> Page extract:

────────

# Maternity Benefit entitlement- Relevant tax year for 2007 is 2005?



## Babyboo (23 Apr 2007)

I am three months pregnant and I'm hoping that I will receive maternity benefit when I go on maternity leave. According to the welfare website, when applying for maternity benefit, the relevant tax year that they look at for 2007, is 2005. I took a year out of my job in October 2004 and I didn't return to the same job until October 2005 so effectively I wasn't working in Ireland for most of 2005. I didn't work in Europe either. I was in Canada. It's my understanding that this means that I have no PRSI contributions for that year. I am slightly concerned that I will not be entitled to maternity benefit now. Could somebody please shed some light on this for me?


----------



## ClubMan (23 Apr 2007)

Why not just call _Welfare _and ask them if you are "in benefit" for _MB_? If your records are up to date then they should be able to tell you straight off. At least then you know and if you are not entitled to _MB _then you can start making alternative plans.


----------



## Babyboo (23 Apr 2007)

Thanks for your reply and advice. I wanted to put the question out there first before I rang them. I took your advice anyway. The lady told me that as long as I am in insurable employment , I will be entitled to maternity benefit.


----------



## ClubMan (23 Apr 2007)

But did she check your specific records when you gave your _PPSN_? If that's all she said then it doesn't necessarily answer your question.  I presume that you've already checked the _Welfare _website for details of the qualifying conditions?

*2. How do I qualify?*


----------



## Babyboo (23 Apr 2007)

I thought the same thing and I knew that would happen. That's why I used this site to put the question out first. I hate ringing them. I couldn't get a word in. I asked about my PSRI contributions for 2005 specifically. She cut across me and seemd flustered.
Yes, she checked my specific records cause she asked for my PPS number. I told her that I knew what my entitlements were in general from the website but could she check that my records were in order. I will call again and speak to someone else.


----------



## ClubMan (23 Apr 2007)

I'm surprised. Any time I have contacted them the were fine.


----------



## Babyboo (23 Apr 2007)

I'm not surprised! Anyway, I will call again


----------



## marvin (23 Apr 2007)

It seems clear from the following excerpt from Welfare's site that you are entitled to MB. Congrats on your pregnancy and best of luck!


_To qualify for Maternity Benefit, you must satisfy *one* of the following PRSI contribution conditions. You must have:_

_*at least paid 39 PRSI* contributions in the 12-month period before the first day of your maternity leave,*_
_*or* _
_at least 39 paid PRSI* contributions since first starting work *and* at least 39 paid or credited PRSI* contributions in the relevant tax year, or in the year following the relevant tax year,_
_*or* _
_at least 26 paid PRSI* contributions in the relevant tax year and at least 26 paid PRSI* contributions in the tax year before the relevant tax year. _


----------

────────

> Source material:
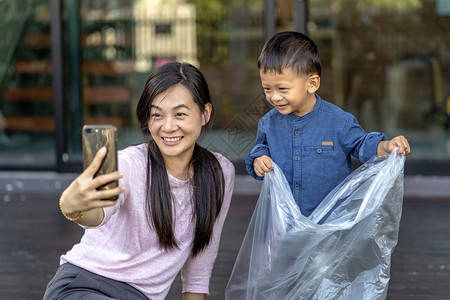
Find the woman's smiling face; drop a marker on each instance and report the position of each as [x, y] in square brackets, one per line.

────────

> Exercise goal: Please explain, using the maternity benefit thread, why its first poster feared not qualifying for Maternity Benefit. Answer in one to three sentences.

> Expected output: The welfare website says the relevant tax year for 2007 is 2005, and the first poster was in Canada from October 2004 to October 2005, working neither in Ireland nor elsewhere in Europe for most of 2005. The poster therefore understood there would be no PRSI contributions for that year.